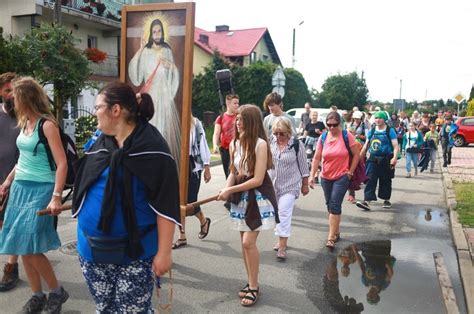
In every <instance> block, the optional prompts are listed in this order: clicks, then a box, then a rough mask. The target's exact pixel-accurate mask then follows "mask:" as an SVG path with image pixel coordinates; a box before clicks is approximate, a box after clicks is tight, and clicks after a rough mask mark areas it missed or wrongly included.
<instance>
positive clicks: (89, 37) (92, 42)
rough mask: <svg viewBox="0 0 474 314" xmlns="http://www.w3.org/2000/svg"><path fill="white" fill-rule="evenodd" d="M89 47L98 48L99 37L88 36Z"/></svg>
mask: <svg viewBox="0 0 474 314" xmlns="http://www.w3.org/2000/svg"><path fill="white" fill-rule="evenodd" d="M87 48H97V37H96V36H90V35H88V36H87Z"/></svg>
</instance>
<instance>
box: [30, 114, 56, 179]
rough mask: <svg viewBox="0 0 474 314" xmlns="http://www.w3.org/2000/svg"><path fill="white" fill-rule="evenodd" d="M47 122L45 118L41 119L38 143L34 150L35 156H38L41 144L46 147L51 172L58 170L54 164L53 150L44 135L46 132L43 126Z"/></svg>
mask: <svg viewBox="0 0 474 314" xmlns="http://www.w3.org/2000/svg"><path fill="white" fill-rule="evenodd" d="M45 122H46V119H45V118H40V120H39V122H38V137H39V140H38V143H36V145H35V148H33V156H36V154H37V153H38V145H39V144H40V143H41V144H43V145H44V148H45V150H46V156H47V157H48V163H49V168H50V169H51V171H54V170H56V163H55V162H54V158H53V153H52V152H51V148H50V147H49V144H48V139H47V138H46V135H44V130H43V125H44V123H45Z"/></svg>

▶ **Prompt**
Taking the material above, extract exactly and only the lines from the line with "47L98 48L99 37L88" to the line with "box: [30, 114, 56, 179]", inclusive of both.

▶ **Exercise answer**
rough mask: <svg viewBox="0 0 474 314" xmlns="http://www.w3.org/2000/svg"><path fill="white" fill-rule="evenodd" d="M89 47L98 48L99 37L88 36Z"/></svg>
mask: <svg viewBox="0 0 474 314" xmlns="http://www.w3.org/2000/svg"><path fill="white" fill-rule="evenodd" d="M87 48H97V37H96V36H90V35H88V36H87Z"/></svg>
</instance>
<instance>
box: [30, 114, 56, 179]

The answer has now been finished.